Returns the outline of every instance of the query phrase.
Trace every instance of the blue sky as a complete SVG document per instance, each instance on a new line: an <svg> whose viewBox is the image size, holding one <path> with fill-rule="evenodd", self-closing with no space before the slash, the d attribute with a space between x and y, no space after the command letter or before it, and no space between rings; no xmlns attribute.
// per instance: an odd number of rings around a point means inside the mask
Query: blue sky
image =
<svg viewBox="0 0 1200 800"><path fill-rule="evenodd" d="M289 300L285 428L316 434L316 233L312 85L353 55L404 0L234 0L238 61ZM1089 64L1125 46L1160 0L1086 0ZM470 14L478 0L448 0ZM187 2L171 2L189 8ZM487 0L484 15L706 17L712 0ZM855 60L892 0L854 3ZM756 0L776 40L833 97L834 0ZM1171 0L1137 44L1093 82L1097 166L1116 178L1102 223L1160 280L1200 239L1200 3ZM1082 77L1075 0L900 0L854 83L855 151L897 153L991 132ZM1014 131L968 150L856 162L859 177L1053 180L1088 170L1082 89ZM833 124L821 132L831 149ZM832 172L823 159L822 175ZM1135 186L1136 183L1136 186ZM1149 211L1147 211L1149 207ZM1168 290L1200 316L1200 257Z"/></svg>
★ ★ ★ ★ ★ ★ ★
**Work instructions:** Only the lines from the first line of the records through the line containing "Query: blue sky" should be repeated, exactly as they appear.

**Solved exercise:**
Returns the outline of every instance of the query phrase.
Trace every instance of the blue sky as a complete SVG document per instance, each instance on a new line: an <svg> whose viewBox is the image size, holding one <path> with fill-rule="evenodd", self-closing with no space before the slash, the d attribute with a space between x and y, no space after the command letter or before it, and no space between rings; no xmlns attribute.
// per instance: an odd number of rings around a point means inside the mask
Query: blue sky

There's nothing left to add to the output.